[Begin Provided records]

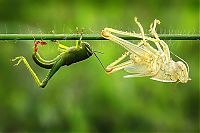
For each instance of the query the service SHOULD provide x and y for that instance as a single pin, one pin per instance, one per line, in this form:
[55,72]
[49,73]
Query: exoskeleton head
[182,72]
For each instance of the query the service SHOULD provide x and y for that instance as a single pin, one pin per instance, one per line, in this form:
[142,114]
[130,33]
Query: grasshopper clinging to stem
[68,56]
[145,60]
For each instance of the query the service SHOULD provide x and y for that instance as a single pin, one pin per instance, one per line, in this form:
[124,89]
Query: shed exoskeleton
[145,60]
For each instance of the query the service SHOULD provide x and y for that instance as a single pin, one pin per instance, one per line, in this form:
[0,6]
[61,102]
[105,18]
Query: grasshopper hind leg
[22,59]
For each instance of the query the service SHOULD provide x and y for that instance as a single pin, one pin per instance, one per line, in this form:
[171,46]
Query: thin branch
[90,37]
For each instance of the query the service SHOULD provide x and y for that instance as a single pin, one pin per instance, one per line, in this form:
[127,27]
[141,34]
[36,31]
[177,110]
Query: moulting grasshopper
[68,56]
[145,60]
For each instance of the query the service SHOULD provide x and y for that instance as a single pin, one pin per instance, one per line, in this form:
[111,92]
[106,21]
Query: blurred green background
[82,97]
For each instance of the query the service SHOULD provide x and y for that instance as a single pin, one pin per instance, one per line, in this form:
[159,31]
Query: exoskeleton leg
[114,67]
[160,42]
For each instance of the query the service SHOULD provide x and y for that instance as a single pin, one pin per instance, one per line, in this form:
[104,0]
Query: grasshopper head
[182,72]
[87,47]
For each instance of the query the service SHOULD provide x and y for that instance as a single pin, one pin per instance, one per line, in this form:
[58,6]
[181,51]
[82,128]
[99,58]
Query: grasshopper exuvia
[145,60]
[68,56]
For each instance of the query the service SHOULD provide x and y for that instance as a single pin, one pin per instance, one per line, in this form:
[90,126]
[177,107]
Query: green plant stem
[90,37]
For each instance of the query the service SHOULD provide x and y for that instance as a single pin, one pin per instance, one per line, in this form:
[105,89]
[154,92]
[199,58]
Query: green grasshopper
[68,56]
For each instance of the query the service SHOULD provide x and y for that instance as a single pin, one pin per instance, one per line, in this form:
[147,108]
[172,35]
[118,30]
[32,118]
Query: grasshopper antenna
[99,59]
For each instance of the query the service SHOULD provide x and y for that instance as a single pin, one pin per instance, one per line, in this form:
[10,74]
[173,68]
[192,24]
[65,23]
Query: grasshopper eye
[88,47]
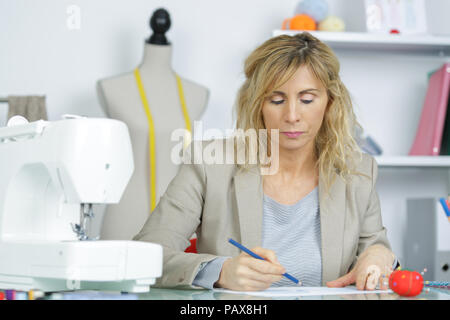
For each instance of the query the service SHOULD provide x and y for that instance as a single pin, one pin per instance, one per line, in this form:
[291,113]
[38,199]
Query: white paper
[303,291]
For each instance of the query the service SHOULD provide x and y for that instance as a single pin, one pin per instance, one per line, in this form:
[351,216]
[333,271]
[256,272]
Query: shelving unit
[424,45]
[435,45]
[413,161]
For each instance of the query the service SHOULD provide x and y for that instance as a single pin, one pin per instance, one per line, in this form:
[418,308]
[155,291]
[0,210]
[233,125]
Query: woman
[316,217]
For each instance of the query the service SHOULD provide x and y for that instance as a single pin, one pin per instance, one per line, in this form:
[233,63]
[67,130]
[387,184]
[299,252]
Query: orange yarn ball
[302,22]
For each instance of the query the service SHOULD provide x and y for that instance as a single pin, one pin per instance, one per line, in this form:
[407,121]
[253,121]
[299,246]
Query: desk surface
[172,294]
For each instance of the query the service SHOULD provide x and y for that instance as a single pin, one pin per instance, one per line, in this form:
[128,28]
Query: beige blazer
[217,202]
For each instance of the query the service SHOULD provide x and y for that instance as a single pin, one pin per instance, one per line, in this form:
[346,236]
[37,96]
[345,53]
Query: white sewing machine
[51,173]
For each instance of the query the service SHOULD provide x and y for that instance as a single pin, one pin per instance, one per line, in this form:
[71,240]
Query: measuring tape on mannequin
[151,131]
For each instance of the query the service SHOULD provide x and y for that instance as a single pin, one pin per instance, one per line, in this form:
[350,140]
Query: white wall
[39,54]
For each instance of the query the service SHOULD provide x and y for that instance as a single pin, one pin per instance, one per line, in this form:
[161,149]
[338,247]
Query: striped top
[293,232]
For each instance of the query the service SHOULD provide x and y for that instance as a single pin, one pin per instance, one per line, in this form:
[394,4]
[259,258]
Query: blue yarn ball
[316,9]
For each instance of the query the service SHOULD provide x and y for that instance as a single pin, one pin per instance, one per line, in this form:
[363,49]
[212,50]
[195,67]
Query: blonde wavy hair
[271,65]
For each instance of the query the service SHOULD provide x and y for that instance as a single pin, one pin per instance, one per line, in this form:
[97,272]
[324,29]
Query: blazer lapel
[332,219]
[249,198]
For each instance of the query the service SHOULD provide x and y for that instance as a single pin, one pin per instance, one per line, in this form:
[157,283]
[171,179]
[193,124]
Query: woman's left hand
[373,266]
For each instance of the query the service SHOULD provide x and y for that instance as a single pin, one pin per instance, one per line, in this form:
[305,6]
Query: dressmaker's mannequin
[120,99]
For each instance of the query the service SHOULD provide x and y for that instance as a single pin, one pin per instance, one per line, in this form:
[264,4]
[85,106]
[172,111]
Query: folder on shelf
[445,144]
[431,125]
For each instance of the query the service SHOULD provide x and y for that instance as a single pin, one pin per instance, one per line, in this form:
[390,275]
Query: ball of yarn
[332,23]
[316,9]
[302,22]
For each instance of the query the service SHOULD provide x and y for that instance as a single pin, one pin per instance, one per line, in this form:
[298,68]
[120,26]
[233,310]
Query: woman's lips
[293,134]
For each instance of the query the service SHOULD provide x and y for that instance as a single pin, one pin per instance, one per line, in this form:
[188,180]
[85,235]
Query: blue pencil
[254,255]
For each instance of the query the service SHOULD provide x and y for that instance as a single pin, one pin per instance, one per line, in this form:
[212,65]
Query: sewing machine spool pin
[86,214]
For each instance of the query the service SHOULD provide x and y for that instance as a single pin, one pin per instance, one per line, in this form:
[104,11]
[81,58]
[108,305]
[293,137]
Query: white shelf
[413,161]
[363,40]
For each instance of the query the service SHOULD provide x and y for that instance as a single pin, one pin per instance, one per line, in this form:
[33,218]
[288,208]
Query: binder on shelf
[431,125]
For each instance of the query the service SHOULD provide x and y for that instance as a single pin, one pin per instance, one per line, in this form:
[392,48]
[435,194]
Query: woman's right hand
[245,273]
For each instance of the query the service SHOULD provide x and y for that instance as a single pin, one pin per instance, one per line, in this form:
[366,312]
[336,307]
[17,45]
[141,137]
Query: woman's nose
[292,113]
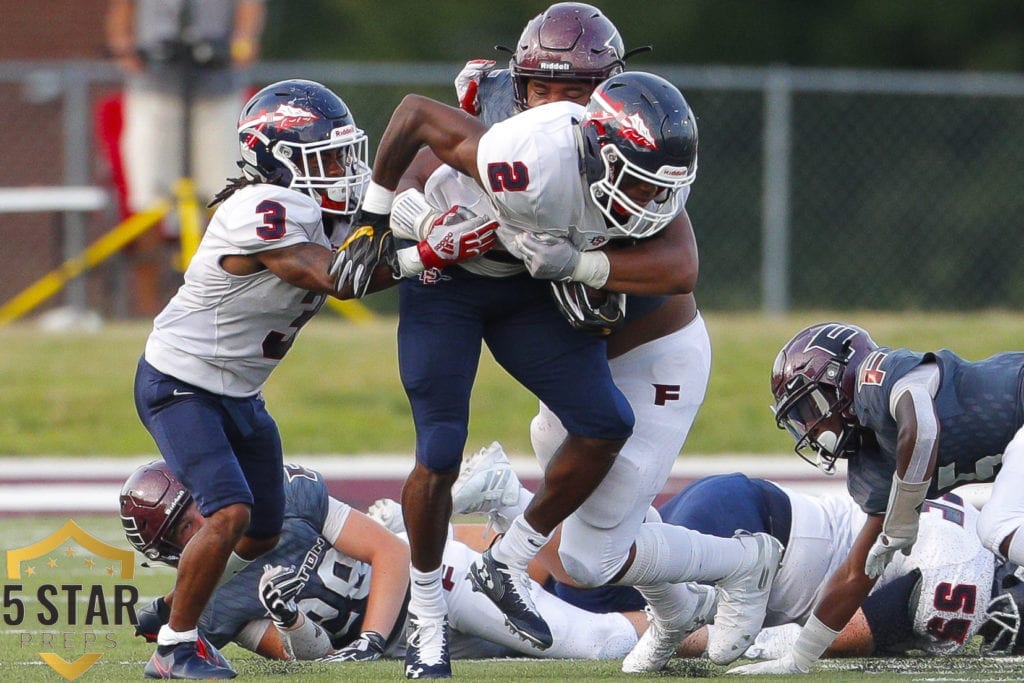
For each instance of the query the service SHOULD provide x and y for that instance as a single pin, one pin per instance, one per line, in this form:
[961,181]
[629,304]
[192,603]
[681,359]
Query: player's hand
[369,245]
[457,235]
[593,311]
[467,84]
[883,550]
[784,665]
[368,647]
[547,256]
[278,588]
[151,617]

[End Provided records]
[Begin Provided records]

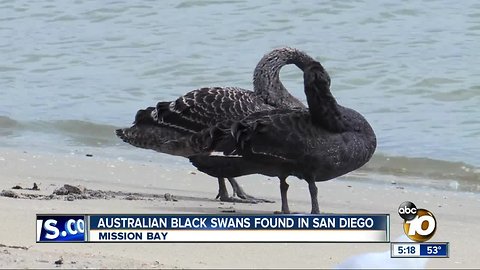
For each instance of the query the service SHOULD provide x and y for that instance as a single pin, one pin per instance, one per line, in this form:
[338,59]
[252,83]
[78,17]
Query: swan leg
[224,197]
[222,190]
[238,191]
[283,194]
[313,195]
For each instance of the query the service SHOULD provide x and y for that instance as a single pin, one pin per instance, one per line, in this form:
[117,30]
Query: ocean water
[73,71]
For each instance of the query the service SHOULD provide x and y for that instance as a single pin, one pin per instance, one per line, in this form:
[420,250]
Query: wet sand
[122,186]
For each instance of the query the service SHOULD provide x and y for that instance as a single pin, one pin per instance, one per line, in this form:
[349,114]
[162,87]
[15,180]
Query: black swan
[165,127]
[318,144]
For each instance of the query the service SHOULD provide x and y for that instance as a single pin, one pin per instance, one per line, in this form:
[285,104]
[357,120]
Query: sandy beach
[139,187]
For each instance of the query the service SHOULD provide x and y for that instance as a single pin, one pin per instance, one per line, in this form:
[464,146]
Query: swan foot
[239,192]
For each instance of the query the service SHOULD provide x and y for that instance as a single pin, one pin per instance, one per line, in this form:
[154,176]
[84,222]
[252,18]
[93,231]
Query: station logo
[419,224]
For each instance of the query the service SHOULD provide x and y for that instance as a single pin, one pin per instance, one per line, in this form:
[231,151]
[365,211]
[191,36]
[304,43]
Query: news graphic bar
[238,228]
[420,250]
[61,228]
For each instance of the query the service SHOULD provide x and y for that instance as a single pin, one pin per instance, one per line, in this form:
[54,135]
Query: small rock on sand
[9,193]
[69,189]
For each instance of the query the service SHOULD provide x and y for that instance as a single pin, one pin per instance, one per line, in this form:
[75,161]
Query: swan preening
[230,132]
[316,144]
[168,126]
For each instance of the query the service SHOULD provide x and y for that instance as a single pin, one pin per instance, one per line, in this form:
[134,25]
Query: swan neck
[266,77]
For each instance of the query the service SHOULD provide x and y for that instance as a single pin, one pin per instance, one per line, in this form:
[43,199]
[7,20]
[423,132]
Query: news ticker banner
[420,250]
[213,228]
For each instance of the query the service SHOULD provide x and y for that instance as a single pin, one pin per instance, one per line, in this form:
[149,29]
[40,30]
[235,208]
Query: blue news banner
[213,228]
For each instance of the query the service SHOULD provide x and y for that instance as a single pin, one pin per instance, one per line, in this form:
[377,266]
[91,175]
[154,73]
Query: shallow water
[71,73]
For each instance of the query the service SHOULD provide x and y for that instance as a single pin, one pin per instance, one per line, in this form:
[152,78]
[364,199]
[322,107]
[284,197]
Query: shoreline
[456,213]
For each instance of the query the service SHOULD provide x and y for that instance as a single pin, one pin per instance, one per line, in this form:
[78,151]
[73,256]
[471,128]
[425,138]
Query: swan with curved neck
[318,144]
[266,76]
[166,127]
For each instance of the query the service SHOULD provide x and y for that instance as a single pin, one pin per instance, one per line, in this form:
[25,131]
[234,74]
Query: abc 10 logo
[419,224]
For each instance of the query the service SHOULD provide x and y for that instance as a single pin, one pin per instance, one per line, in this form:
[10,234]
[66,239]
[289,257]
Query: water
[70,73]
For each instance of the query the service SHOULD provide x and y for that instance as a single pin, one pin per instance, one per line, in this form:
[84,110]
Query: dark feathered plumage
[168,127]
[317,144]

[End Provided records]

> Aim of the exercise
Counting the lines of the rows above, how many contain the word "stem"? Reply with the number alone.

> Answer below
2